**Task to carry out:** Continue the parent forum replies about a child's persistent cough and asthma, starting after the final sentence shown.

A.B. answers from Denver on September 06, 2009
I know you have heard a lot but, PLEASE READ THIS.
My son who is now 5.5 was dx with RAD at about 1. Every cold he has turns into the dry hacky cough. The nebs work most of the time to break that up. As soon as I start to hear a cough we start albuterol nebs...so we don't get to the dry hacky stage. If he jumps to the dry hacky stage I have to make sure he is doing the nebs every 4 hours (sometimes even at night). In a few days it loosens up. He also was on singular for about a year to two and it worked GREAT. It kept colds away....yes it was like a miracle drug. In addition to the albuterol he has been on a "long term med" to keep colds away (I can't remember if we did this with the singular or not...(I think so). Anyway, so he was on pulmacort but, last year he was referred to a pediatric pulmonologist (who is now with Childrens pulm...Tania Kahn...we loved her) and she put him on an inhaler for the "routine daily med...even when your not sick med...that helps the lungs longer term" and she switched us from the nebulizer pulmocort (because of the time consuming and he was old enough to really do a MASK inhaler) ...sorry can't think of it. We stopped the inhaler over the summer but have started back up again with school now in session. So I STONGLY recommend a pediatric pulmonologist to follow your son. Your pediatrician may have one they like to refer to. Your son does not have to be in so much pain and have such a chronic cough. It may also be allergy related in addition to the RAD...see below.(you can stop here but, the rest is the rest of our story).
WE did get the referral to the ped pulm. due to frequent stridor episodes and er visits that were probably allergy related (we were in an apt temp between houses that allowed pets so although we did not have one, we both felt terrible while there). That is when we found he had allergies. Good luck and let us know what happens.
S.K. answers from Denver on September 08, 2009
I don't really have time to read through all your responses but ask your doctor for singulair. It for allergies/athsma and it works well. My daughter has had a lingering cough that lasts weeks and weeks after the cold is gone and the singulair has helped a lot.
M.H. answers from Denver on September 06, 2009
I can't say for sure in your case, but I will share my own story. I got sick at some point many years ago and had a lingering cough - so much coughing, I would vomit at the end of a coughing fit (incidentally my 8 month old has this right now). I had several tests, and after deciding it wasn't anything they could measure, it was asthma. I used inhalers. I went to a specialist after a few years and he explained to me that they didn't really know how or why asthma happens, and it can stop and start any time on it's own. I left that doctor's office resolved that it was no more. I trained for a marathon, and I took yoga. Yoga has several lung expanding poses that did amazing things for my breathing. Kids can do yoga too - you could try a mommy and me class. I highly recommend this.
I never had asthma again. I can go into details about waking up in the middle of the night unable to breathe ad scared to death - it was real - but somehow it just "went away"... perhaps it is through strengthening the lungs through running, and yoga exercises. I am not sure, but it may be worth a try.

**Provided information:**

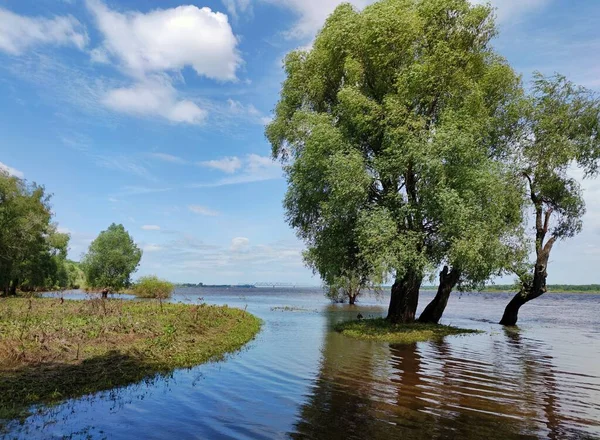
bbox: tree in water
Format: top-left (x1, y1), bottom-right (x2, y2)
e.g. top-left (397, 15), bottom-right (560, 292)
top-left (81, 223), bottom-right (142, 297)
top-left (326, 272), bottom-right (372, 306)
top-left (0, 170), bottom-right (70, 295)
top-left (500, 74), bottom-right (600, 325)
top-left (266, 0), bottom-right (520, 323)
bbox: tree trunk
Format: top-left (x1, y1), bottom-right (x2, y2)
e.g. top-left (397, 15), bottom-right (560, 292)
top-left (500, 249), bottom-right (552, 326)
top-left (386, 269), bottom-right (423, 324)
top-left (419, 266), bottom-right (460, 324)
top-left (10, 279), bottom-right (19, 296)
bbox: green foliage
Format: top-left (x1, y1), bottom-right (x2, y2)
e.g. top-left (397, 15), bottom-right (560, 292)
top-left (81, 223), bottom-right (142, 292)
top-left (517, 73), bottom-right (600, 245)
top-left (0, 298), bottom-right (261, 422)
top-left (133, 275), bottom-right (175, 299)
top-left (335, 318), bottom-right (480, 344)
top-left (266, 0), bottom-right (524, 300)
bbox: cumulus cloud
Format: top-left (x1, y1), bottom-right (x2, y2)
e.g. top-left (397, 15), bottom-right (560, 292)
top-left (0, 8), bottom-right (88, 55)
top-left (86, 0), bottom-right (242, 124)
top-left (199, 156), bottom-right (242, 174)
top-left (0, 162), bottom-right (25, 179)
top-left (102, 80), bottom-right (207, 124)
top-left (188, 205), bottom-right (219, 217)
top-left (222, 0), bottom-right (251, 20)
top-left (87, 0), bottom-right (241, 80)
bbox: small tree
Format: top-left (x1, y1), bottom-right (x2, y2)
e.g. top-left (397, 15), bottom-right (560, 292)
top-left (500, 74), bottom-right (600, 325)
top-left (81, 223), bottom-right (142, 297)
top-left (326, 272), bottom-right (369, 305)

**Output of the exercise:**
M.T. answers from Denver on September 06, 2009
I wonder if your son may also have allergies- My son had a lingering cough this summer and was diagnosed with allergies, which can be treated with meds. I really wonder if that dry cough really is just asthma, and not allergies as well. If I were you, I would get a referral for a specialist at Children's, or at National Jewish, that specializes in respiratory medicine-the top resp. hospital in the US, actually. Anyway, they would be able to give you more information than just "wait it out." I hate hearing that from doctors b/c they don't know how to treat something. At least then you could be sure you are doing to right thing. Good luck!
L.C. answers from Denver on September 06, 2009
This might sound crazy, but a diet high in whole foods and apples especially apples help with lung health. I have a great article I could send you if you are interested. If at this age it's hard to get your child to eat fruits and veggies, i would recommend Juice Plus a whole food supplement with 15 fruits and veggies in a gummies, chewable and capsule form. It has been clinically proven to help support the immune system, plus so much more. To learn more go to denverjuiceplus.com. if you have any questions, please feel free to contact me.
My sister's son would end up in the hospital every time there was a weather change with a severe asthma attack, with being on juice plus, NO hospital visits!!!!!!!The have saved soooooo much money on hospital visit, just by adding jp to their diet.
I hope that helps!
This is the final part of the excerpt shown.